= Beginning of Section =

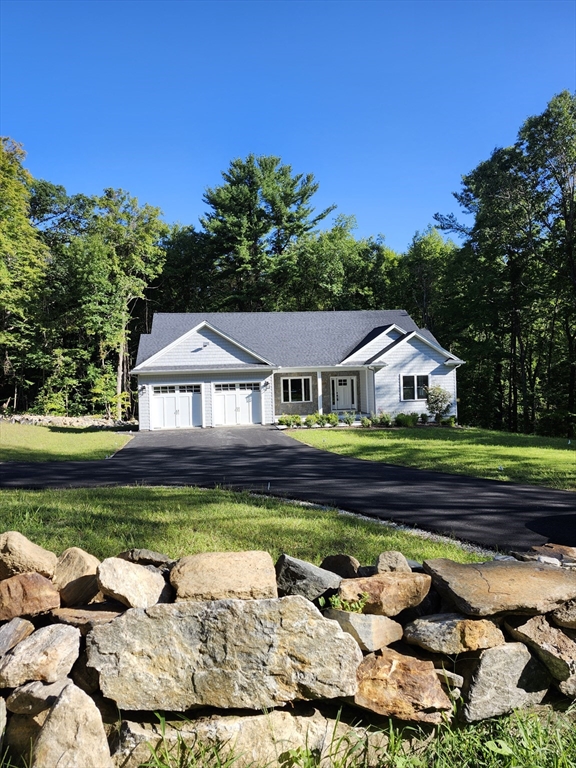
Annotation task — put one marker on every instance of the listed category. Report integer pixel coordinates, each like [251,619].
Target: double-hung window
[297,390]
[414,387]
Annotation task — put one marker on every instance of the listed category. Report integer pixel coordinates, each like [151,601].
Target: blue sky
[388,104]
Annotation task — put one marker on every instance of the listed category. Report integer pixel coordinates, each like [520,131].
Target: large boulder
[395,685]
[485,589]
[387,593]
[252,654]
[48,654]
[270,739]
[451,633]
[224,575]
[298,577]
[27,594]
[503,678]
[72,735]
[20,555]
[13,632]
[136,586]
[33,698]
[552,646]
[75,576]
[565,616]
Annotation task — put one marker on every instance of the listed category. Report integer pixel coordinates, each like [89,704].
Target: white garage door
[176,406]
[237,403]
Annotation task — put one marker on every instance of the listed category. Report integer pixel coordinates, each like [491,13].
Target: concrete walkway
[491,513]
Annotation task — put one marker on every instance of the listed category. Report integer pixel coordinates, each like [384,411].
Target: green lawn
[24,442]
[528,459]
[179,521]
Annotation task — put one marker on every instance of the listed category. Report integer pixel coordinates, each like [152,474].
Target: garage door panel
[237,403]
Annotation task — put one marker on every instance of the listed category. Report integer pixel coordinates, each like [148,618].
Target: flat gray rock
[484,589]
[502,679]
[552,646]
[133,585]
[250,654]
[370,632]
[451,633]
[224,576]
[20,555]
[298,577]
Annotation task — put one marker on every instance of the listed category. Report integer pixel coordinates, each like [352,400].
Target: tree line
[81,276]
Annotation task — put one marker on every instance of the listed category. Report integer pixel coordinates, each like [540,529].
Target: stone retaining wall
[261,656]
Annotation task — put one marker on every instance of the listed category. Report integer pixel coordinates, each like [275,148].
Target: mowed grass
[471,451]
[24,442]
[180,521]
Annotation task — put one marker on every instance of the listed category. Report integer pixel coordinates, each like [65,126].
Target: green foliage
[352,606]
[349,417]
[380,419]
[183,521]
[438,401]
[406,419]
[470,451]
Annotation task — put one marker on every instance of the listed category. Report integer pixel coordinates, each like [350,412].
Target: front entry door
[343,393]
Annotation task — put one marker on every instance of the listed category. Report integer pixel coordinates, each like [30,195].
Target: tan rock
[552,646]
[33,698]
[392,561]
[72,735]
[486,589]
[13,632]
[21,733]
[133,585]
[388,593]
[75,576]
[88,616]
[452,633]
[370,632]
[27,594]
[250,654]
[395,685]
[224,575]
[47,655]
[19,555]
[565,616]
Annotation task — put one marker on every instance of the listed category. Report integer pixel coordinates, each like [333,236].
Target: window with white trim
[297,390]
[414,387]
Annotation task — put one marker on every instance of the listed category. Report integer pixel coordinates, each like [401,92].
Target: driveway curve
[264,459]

= End of Section =
= Beginning of Section =

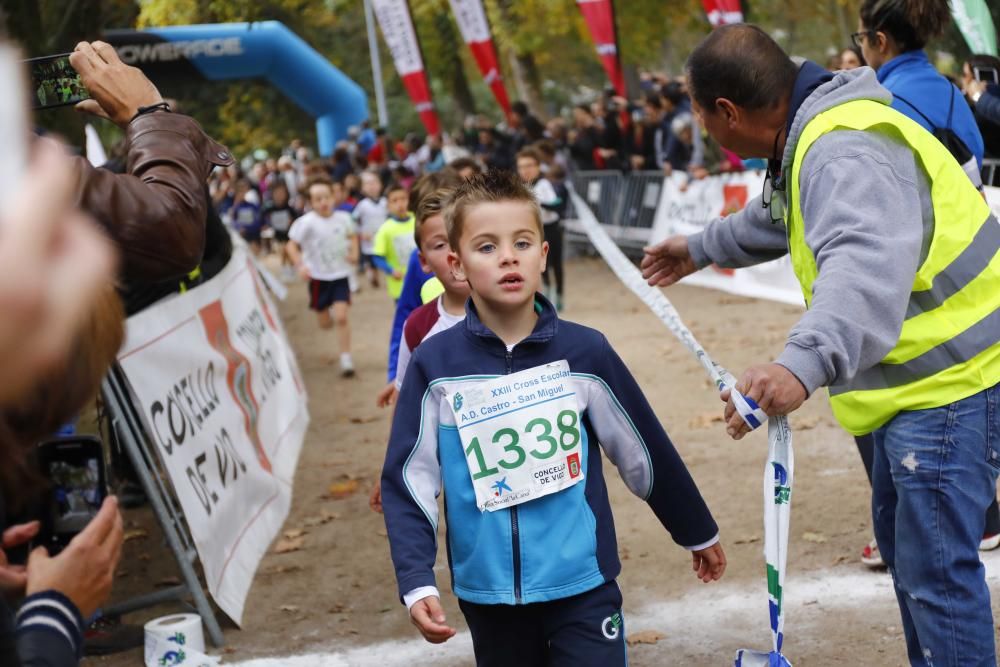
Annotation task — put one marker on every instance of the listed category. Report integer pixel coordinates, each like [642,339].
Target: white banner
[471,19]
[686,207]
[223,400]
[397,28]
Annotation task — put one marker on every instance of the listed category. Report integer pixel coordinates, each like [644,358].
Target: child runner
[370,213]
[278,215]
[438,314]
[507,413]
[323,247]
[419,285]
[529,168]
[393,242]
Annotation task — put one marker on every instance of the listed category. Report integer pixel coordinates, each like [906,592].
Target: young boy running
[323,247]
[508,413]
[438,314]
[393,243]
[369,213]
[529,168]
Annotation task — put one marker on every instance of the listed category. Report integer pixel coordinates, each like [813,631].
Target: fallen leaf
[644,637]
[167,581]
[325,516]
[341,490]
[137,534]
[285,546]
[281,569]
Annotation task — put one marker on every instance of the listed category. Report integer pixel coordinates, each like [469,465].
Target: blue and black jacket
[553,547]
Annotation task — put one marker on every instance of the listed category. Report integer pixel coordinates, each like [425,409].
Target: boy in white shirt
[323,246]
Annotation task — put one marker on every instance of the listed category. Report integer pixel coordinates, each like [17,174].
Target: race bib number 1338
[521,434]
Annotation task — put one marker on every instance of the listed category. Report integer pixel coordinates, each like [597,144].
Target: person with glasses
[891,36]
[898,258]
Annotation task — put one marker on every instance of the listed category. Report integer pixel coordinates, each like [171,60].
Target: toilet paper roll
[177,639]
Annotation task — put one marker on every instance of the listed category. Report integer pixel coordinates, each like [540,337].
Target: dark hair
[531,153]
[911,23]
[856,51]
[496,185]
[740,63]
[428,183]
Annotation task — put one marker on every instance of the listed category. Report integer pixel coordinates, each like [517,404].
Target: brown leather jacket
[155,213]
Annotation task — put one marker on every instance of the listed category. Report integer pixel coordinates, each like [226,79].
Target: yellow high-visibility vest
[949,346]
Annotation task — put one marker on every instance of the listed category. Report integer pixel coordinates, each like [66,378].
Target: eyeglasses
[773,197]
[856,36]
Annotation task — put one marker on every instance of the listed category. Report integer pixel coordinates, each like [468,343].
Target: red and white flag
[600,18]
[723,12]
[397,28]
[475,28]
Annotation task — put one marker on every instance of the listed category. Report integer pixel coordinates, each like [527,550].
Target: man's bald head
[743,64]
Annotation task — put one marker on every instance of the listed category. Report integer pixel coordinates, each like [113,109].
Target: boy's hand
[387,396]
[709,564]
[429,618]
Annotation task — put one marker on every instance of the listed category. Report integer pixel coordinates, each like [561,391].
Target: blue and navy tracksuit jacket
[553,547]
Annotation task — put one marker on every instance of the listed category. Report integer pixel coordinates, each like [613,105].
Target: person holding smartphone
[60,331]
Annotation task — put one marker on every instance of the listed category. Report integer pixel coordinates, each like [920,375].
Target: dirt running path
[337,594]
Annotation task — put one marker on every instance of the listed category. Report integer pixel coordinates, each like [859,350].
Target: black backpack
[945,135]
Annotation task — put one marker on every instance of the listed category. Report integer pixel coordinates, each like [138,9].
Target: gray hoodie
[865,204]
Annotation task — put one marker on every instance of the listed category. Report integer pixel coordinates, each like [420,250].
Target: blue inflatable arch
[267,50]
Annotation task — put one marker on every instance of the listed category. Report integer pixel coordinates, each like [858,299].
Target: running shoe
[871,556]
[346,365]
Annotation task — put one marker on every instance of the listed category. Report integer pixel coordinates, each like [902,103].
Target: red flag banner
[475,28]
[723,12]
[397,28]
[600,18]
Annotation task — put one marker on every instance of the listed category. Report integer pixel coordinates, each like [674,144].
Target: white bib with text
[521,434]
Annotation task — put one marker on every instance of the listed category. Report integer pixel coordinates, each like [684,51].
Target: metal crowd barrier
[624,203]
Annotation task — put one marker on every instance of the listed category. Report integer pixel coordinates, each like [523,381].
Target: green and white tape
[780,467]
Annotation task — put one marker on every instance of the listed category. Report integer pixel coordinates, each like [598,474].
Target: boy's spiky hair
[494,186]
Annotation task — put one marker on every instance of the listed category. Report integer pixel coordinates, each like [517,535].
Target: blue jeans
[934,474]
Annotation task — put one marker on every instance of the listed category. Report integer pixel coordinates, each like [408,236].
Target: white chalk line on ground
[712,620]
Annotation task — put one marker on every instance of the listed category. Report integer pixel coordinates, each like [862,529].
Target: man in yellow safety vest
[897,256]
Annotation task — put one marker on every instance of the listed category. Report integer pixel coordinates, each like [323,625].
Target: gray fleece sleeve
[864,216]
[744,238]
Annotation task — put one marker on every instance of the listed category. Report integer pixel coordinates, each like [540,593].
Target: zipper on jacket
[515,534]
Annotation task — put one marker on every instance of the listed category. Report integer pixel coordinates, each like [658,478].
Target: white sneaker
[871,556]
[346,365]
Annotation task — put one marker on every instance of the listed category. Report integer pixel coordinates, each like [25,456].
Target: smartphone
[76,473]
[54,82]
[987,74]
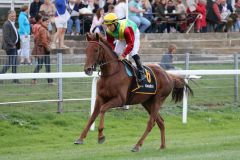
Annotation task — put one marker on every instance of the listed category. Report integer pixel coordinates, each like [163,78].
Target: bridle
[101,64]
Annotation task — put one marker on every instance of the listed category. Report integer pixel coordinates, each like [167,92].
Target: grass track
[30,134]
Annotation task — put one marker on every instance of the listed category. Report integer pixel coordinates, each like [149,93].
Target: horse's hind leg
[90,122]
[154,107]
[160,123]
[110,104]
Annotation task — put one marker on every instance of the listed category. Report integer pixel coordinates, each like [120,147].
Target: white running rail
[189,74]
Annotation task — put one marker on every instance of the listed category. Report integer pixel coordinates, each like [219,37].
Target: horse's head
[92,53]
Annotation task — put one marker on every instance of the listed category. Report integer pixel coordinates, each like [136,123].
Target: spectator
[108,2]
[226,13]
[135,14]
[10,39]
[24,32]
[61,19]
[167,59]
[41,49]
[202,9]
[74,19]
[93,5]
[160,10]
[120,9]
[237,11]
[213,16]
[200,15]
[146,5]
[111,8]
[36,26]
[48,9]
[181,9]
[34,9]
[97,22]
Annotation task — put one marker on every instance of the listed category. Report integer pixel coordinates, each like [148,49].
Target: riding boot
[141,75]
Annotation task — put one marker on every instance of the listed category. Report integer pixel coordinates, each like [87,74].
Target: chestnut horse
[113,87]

= End of Section =

### INSTRUCTIONS TO FOLLOW
Within the material above, output exactly the lines from the one with "each like [384,411]." through the one with "each like [65,126].", end lines included, and nothing besides.

### EXERCISE SOLUTION
Annotation task — put one marker on every instance of the listed category. Report integer pixel coordinates, each like [384,411].
Target: green lawn
[24,442]
[528,459]
[179,521]
Annotation task — put one marker on every instance of the listed category. Report integer pixel coordinates, each like [152,474].
Target: garage door panel
[237,403]
Annotation task — put one marker on every instance of the listed category. Report integer pixel coordinates, each like [148,618].
Target: flat gray rock
[484,589]
[502,679]
[552,646]
[133,585]
[250,654]
[370,632]
[451,633]
[224,576]
[20,555]
[298,577]
Annotation task — put one marker on every instance of the listed category. Report integer pixel coordinates, each like [352,400].
Target: tree line
[81,276]
Annotation task — put one marker on every instance of the listed category. Report integer pixel coordinates, each like [540,529].
Target: stone retaining wall
[261,656]
Annotation task — put one marker on every instance of the listed category. Report integer pixel coordinates, each like [275,148].
Target: mowed grass
[471,451]
[24,442]
[180,521]
Annotation task — put one marker on every instance of the listed category. Report integer pixel coordinates, each like [65,126].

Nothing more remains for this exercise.